■ YOUR ASSIGNMENT
Give back the line that contains "Target: fish tail fin" and every following line, exactly as they appear, through the end of the data.

■ PROVIDED MATERIAL
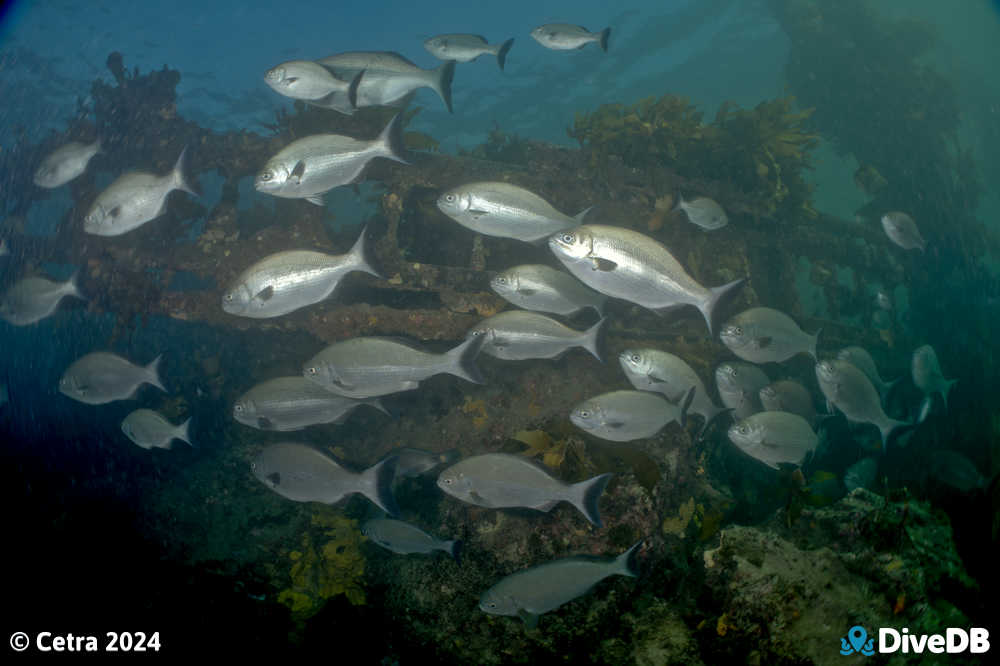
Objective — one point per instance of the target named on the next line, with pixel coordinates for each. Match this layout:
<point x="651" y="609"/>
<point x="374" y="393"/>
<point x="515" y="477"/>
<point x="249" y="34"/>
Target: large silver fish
<point x="626" y="264"/>
<point x="148" y="429"/>
<point x="304" y="474"/>
<point x="311" y="166"/>
<point x="505" y="211"/>
<point x="372" y="366"/>
<point x="545" y="289"/>
<point x="101" y="377"/>
<point x="566" y="37"/>
<point x="516" y="335"/>
<point x="32" y="299"/>
<point x="624" y="416"/>
<point x="285" y="404"/>
<point x="545" y="587"/>
<point x="404" y="539"/>
<point x="766" y="335"/>
<point x="501" y="480"/>
<point x="389" y="77"/>
<point x="65" y="163"/>
<point x="134" y="199"/>
<point x="774" y="438"/>
<point x="287" y="281"/>
<point x="849" y="390"/>
<point x="465" y="47"/>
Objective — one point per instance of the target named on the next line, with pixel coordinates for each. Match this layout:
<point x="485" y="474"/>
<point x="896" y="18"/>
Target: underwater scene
<point x="563" y="332"/>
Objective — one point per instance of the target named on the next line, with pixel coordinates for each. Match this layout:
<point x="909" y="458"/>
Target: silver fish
<point x="517" y="335"/>
<point x="147" y="429"/>
<point x="389" y="77"/>
<point x="134" y="199"/>
<point x="65" y="163"/>
<point x="505" y="211"/>
<point x="544" y="289"/>
<point x="545" y="587"/>
<point x="902" y="230"/>
<point x="32" y="299"/>
<point x="501" y="480"/>
<point x="766" y="335"/>
<point x="304" y="474"/>
<point x="311" y="166"/>
<point x="624" y="416"/>
<point x="372" y="366"/>
<point x="403" y="538"/>
<point x="774" y="438"/>
<point x="739" y="387"/>
<point x="849" y="390"/>
<point x="626" y="264"/>
<point x="663" y="372"/>
<point x="465" y="48"/>
<point x="927" y="374"/>
<point x="285" y="404"/>
<point x="287" y="281"/>
<point x="704" y="212"/>
<point x="101" y="377"/>
<point x="566" y="37"/>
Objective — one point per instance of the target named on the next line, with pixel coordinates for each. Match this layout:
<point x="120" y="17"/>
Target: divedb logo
<point x="952" y="641"/>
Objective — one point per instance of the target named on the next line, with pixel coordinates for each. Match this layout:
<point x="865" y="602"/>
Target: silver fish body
<point x="625" y="264"/>
<point x="303" y="474"/>
<point x="148" y="429"/>
<point x="500" y="480"/>
<point x="517" y="335"/>
<point x="766" y="335"/>
<point x="545" y="289"/>
<point x="286" y="404"/>
<point x="65" y="163"/>
<point x="101" y="377"/>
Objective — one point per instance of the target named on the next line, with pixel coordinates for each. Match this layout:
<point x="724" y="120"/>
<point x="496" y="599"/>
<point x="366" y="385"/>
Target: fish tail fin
<point x="715" y="295"/>
<point x="502" y="52"/>
<point x="461" y="361"/>
<point x="585" y="495"/>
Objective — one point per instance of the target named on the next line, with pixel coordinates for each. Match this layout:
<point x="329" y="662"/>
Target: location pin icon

■ COMPLETED TASK
Target: fish tail fin
<point x="715" y="295"/>
<point x="502" y="52"/>
<point x="461" y="361"/>
<point x="585" y="495"/>
Objective — one point per instance of the target named on the next line, with pixel coordinates for each. Match this layout:
<point x="329" y="662"/>
Target: location pin icon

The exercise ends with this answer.